[Extrait du texte]:
#####
Un essai original et profond qui vise à renouveler la réflexion en philosophie animale en s'inspirant de saint François d'Assise et de Jacques Derrida.

Que ce soit pour s’en féliciter ou pour le déplorer, chacun aura pu noter qu’il ne s’écoule presque pas de semaine sans qu’un nouveau livre paraisse sur les animaux. On l’a dit et redit : les animaux sont à la mode, non seulement en philosophie mais plus largement en sciences humaines, pour ne rien dire de l’art et de littérature. Le temps est peut-être proche où, dans l’avant-propos des essais qui seront consacrés demain à ce thème, on pourra voir l’auteur faire amende honorable et s’excuser d’avoir écrit « un livre de plus » sur les animaux.

Mais les lecteurs auraient grand tort de se lasser de cette « littérature » devenue pléthorique en moins de deux décennies, car les enjeux que soulève la question animale n’ont nullement perdu de leur actualité sur le plan social et politique, et les débats sont très loin d’être clos sur le plan théorique. La réalité de la souffrance animale en contexte d’élevage industriel atteint vraisemblablement de nos jours des proportions sans précédent – que l’on fera l’économie ici de quantifier exactement, les chiffres étant malheuresuement bien connus de tous.

La multiplication contemporaine des études sur les animaux traduit la tentative de s’emparer de cette réalité abominable pour tenter d’inventer un autre monde qui ne soit pas pour les animaux, comme l’a dit Charles Patterson d’une formule mémorable, un « éternel Treblinka ». Le livre que publie ces jours-ci Patrick Llored participe à cet effort collectif en apportant la contribution d’un philosophe distingué, spécialiste d’éthique animale et auteur d’un livre de référence sur la politique et l’éthique de l’animalité de Jacques Derrida   , dont il est l’un des meilleurs connaisseurs en France.

De saint François d’Assise à Jacques Derrida

L’ouvrage, de format relativement modeste (un peu plus de 200 pages), est plus ambitieux qu’il n’y paraît. Il s’agit ni plus ni moins pour l’auteur de fonder une éthique animale d’un nouveau genre, en rupture avec les principales théories des droits des animaux qui n’ont jusqu’à maintenant proposé – selon lui – qu’une libération morale et juridique, afin de rendre possible une « transformation radicale des institutions politiques humanistes permettant d’accueillir la vie animale ».
#####
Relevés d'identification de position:
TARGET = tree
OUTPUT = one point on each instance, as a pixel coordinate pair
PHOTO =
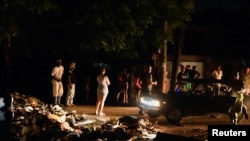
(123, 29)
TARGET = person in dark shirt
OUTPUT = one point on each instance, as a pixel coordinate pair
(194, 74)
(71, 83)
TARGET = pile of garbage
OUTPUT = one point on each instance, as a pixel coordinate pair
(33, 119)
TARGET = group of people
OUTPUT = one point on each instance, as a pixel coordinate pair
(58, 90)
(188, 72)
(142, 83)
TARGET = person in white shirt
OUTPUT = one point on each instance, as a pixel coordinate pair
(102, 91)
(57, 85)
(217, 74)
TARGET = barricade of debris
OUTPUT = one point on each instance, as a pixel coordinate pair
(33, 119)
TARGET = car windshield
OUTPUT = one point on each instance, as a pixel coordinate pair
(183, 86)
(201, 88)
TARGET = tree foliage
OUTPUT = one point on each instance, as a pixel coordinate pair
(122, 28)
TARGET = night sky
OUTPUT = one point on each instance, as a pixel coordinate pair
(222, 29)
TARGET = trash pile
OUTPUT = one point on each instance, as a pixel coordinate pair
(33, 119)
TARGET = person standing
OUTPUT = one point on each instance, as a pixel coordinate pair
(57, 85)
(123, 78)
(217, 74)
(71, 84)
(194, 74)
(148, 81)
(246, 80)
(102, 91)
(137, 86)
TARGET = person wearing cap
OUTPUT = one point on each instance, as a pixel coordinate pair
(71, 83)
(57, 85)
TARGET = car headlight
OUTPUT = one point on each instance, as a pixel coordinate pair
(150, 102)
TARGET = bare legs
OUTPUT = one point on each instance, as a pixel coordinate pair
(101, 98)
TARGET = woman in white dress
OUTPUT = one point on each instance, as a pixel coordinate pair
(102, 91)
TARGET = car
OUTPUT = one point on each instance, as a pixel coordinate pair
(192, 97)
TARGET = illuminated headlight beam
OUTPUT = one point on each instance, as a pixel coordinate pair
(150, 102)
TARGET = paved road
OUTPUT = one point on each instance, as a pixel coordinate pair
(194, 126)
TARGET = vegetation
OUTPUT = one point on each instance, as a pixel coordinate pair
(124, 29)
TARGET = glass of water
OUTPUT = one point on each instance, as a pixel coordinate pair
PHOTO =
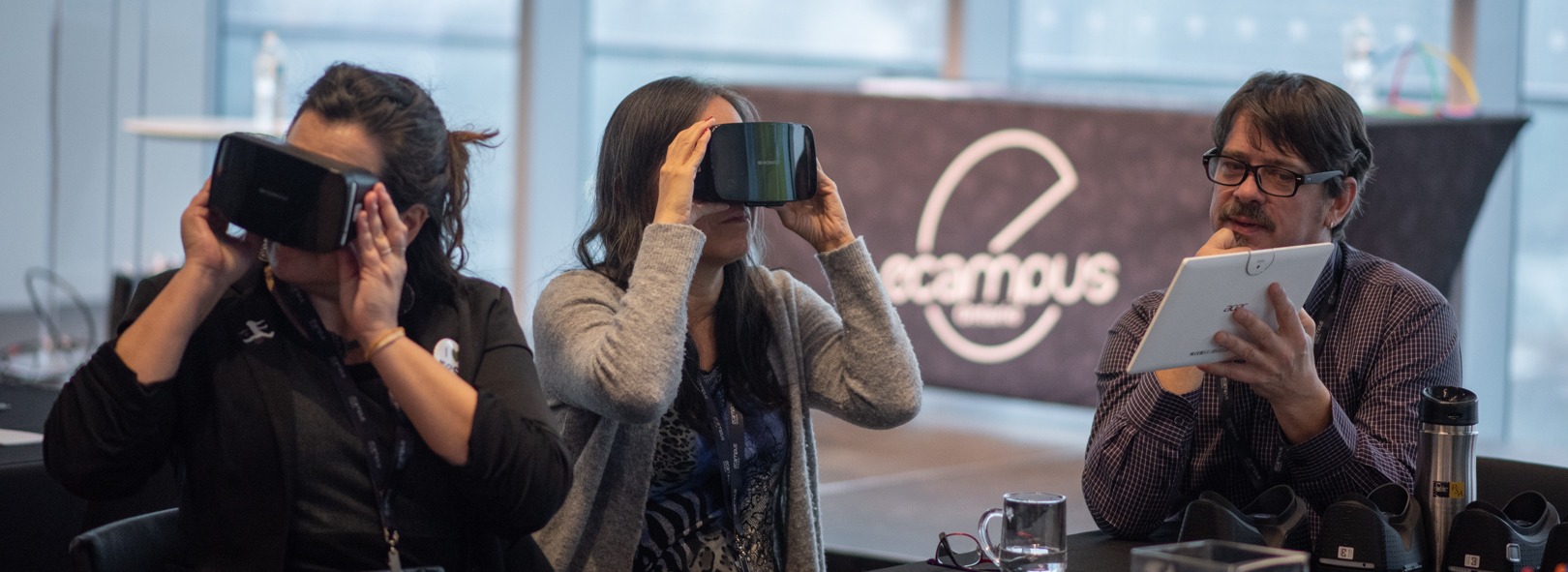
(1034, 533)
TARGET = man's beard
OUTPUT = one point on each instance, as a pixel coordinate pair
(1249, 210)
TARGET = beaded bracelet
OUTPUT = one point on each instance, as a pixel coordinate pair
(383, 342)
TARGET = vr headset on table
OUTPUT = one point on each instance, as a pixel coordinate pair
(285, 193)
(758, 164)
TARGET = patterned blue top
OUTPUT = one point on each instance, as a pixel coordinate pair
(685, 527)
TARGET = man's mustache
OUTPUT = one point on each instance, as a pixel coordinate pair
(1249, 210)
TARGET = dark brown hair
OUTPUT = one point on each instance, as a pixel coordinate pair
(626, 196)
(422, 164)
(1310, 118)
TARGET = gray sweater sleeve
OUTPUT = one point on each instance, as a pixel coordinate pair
#####
[Tâches à réaliser]:
a – Recopiez le passage du texte sur la philosophie animale qui commence par « Un essai original » et se poursuit jusqu'à « de Jacques Derrida. ».
b – Dressez la liste de toutes les personnes citées par leur nom dans le texte sur la philosophie animale.

[Corrigé des tâches]:
a –
Un essai original et profond qui vise à renouveler la réflexion en philosophie animale en s'inspirant de saint François d'Assise et de Jacques Derrida.

b –
saint François d'Assise
Jacques Derrida
Charles Patterson
Patrick Llored